The task — Please give again every entry exactly as it appears, setting aside the pictures.

Task inputs —
----

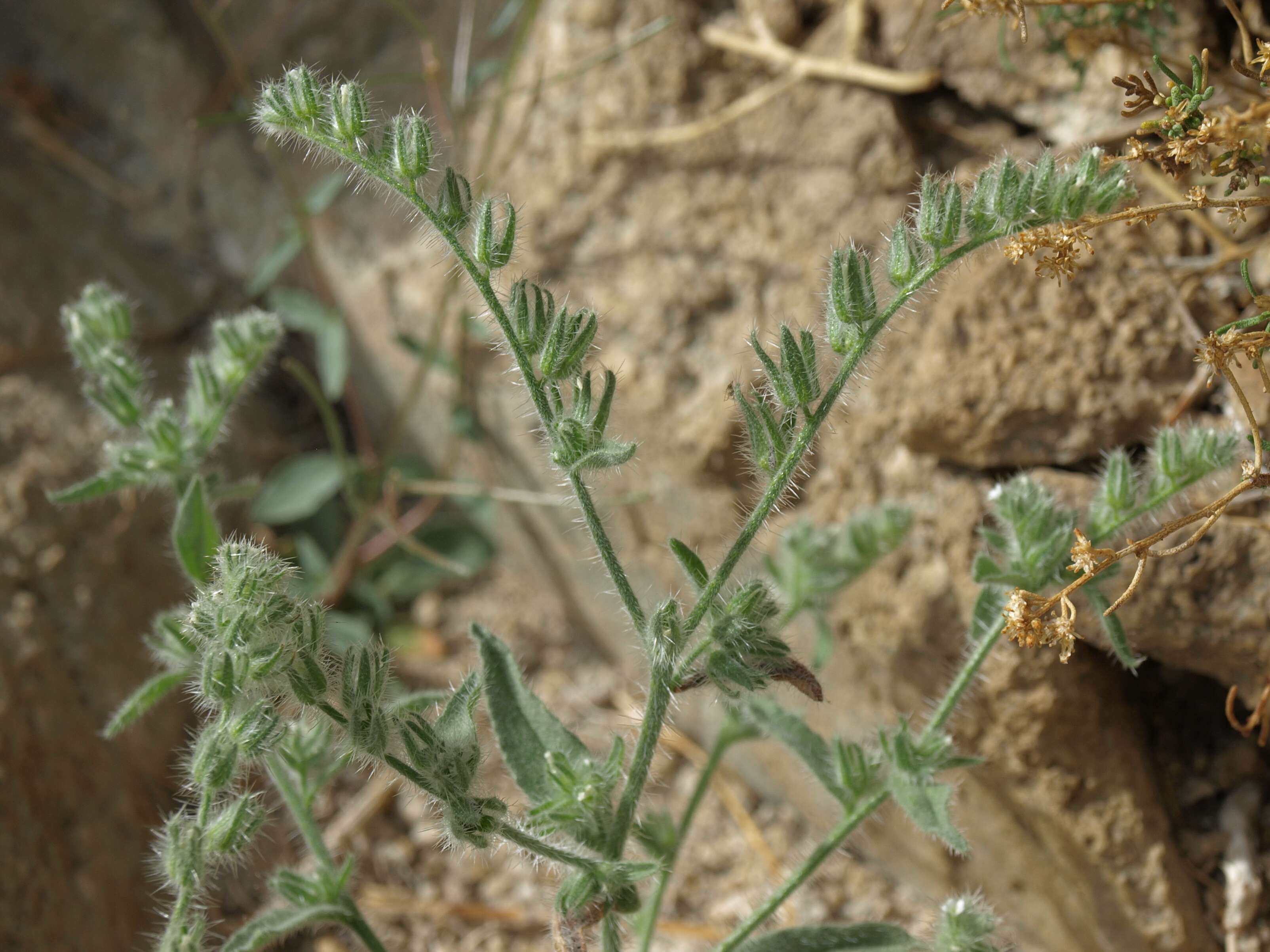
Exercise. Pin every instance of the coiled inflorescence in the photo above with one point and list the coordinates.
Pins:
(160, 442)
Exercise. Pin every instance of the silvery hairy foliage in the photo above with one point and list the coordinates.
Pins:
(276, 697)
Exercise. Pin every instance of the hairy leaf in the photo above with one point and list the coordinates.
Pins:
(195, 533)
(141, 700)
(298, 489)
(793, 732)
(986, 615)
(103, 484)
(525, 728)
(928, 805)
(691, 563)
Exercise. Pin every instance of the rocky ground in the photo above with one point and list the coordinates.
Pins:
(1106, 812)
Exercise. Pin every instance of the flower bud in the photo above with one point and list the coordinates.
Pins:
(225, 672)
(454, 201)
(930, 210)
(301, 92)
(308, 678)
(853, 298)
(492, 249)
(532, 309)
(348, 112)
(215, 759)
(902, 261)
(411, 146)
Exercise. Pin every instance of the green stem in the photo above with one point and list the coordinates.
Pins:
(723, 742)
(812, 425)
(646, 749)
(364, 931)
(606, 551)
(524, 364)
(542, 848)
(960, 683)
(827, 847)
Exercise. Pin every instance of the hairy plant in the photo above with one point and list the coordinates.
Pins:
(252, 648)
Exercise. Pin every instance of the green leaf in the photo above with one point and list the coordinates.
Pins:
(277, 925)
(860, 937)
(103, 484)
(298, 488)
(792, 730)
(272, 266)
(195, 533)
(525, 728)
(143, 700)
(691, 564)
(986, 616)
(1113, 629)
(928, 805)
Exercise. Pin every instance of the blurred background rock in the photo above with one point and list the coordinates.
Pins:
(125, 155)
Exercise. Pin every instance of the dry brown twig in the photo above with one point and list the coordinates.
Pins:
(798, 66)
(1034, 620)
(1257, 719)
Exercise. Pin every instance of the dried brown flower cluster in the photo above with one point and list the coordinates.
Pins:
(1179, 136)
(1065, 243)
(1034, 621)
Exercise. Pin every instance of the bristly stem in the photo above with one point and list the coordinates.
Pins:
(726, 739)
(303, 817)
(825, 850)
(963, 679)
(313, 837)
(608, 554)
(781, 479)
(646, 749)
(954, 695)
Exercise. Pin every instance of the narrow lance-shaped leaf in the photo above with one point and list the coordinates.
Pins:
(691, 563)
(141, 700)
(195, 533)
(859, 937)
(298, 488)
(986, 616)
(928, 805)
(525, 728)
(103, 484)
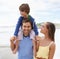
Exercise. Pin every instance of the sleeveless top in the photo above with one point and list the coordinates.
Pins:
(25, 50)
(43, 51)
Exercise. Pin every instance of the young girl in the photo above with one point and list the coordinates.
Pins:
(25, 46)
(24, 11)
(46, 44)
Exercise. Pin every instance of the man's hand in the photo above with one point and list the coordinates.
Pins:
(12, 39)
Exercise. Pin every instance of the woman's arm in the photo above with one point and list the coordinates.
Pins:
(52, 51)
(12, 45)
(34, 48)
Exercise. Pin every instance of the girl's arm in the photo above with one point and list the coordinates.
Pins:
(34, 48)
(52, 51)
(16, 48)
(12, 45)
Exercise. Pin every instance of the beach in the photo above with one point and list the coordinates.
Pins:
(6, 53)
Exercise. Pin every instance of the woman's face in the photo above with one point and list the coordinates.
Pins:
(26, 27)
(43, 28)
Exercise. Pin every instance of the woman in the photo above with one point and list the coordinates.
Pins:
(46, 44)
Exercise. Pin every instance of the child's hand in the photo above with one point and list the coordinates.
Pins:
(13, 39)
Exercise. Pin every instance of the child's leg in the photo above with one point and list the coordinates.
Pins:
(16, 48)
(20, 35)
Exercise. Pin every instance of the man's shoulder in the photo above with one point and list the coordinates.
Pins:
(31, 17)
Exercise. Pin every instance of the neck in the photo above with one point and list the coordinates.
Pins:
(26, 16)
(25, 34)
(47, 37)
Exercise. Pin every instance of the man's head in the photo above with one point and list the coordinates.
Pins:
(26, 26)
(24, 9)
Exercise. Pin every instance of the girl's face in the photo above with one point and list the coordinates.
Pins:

----

Task result —
Exercise. Pin every instance of the coiled inflorescence in the photo above with one point and list the coordinates.
Pins:
(160, 442)
Exercise. Pin every instance of the silvery hairy foliage in the photo above with one point and list the coordinates.
Pins:
(276, 697)
Exercise. Pin every instance of the hairy leaf in the photo above with one point and list the coordinates.
Pins:
(195, 533)
(141, 700)
(298, 489)
(793, 732)
(986, 615)
(103, 484)
(525, 728)
(928, 805)
(691, 563)
Exercise. Pin every instance of the rocky ground in the photo above with one point and list the coordinates.
Pins:
(1106, 812)
Exercise. Pin every instance of the flower bud in the photo above with one point and list the coordinates.
Pins:
(225, 672)
(454, 201)
(930, 210)
(301, 92)
(308, 678)
(853, 298)
(492, 249)
(532, 309)
(348, 112)
(215, 759)
(902, 261)
(411, 146)
Exercise. Pin every instance of the green stem in the photo above with one point and list the coordinates.
Pins:
(723, 742)
(812, 425)
(646, 749)
(364, 931)
(606, 551)
(524, 364)
(542, 848)
(960, 683)
(827, 847)
Exercise. Pin every instance of the hairy plant in the photo above with one point and list the coordinates.
Pins:
(252, 648)
Exercise. Pin every instance of the green leaf in the photo above with one point and list the coordinates.
Pins:
(277, 925)
(860, 937)
(103, 484)
(298, 488)
(792, 730)
(272, 266)
(195, 533)
(525, 728)
(143, 700)
(691, 564)
(986, 616)
(1113, 629)
(928, 805)
Exercise. Pin every instance of the blurred background rock in the photo above with one point and list the coordinates.
Pins:
(125, 155)
Exercise. Pin every instance of the dry brown twig in the photo above with one point and list the coordinates.
Pins:
(798, 66)
(1034, 620)
(1257, 719)
Exercise. Pin every instance of the dried brown flower cluster in the photo above with one point and list the coordinates.
Pins:
(1179, 136)
(1065, 243)
(1034, 621)
Exercise. Pin every instance of the bristly stem in the photo above with one point and list the coordinates.
Pins:
(726, 739)
(303, 817)
(825, 850)
(963, 679)
(313, 837)
(608, 554)
(781, 479)
(646, 749)
(954, 695)
Exercise. Pin every instance of the narrow lance-shaped leaf in the photo above with one point and list the coordinates.
Pins:
(691, 563)
(141, 700)
(195, 533)
(859, 937)
(298, 488)
(986, 616)
(928, 805)
(525, 728)
(103, 484)
Exercise. Pin every instance of the sleeveless top in the photo above with one point and list the coordinates.
Pins:
(25, 50)
(43, 51)
Exercise. Pin every instance of the young girl in the photo above with one point and list the coordinates.
Pins:
(25, 46)
(24, 11)
(46, 44)
Exercise. Pin every instance of the man's hand in the photo above with one point and list the coordinates.
Pins:
(12, 39)
Exercise. Pin every instance of the woman's arm in the photo above with one point and list the coordinates.
Pins:
(52, 51)
(12, 45)
(34, 48)
Exercise. Pin every instance of the girl's arm in the photo above with one point and list the coordinates.
Pins:
(34, 48)
(52, 51)
(16, 48)
(12, 45)
Exercise. Pin every instance of the beach in the photo above with one point and list the coordinates.
Pins:
(6, 53)
Exercise. Pin every instance of the woman's face in the photo above with one point and list the coordinates.
Pins:
(26, 27)
(43, 28)
Exercise. Pin every instance of the woman in the photo above with one point and list the coordinates.
Pins:
(46, 44)
Exercise. Pin every instance of the child's hand in the photo above with one point and list the coordinates.
Pins:
(13, 39)
Exercise. Pin every instance of the child's leg in the photo above with one point and list the coordinates.
Pins:
(16, 48)
(20, 35)
Exercise. Pin every instance of the man's shoulder in the photo above with one point and list the coordinates.
Pins:
(31, 17)
Exercise. Pin every instance of the neck in the photo above with one point and list the coordinates.
Pins:
(26, 16)
(25, 34)
(47, 37)
Exercise. Pin every instance of the man's head in the photo above with one point and list the coordinates.
Pins:
(26, 26)
(24, 9)
Exercise. Pin every instance of the girl's face in the photo above with one point and list the coordinates.
Pins:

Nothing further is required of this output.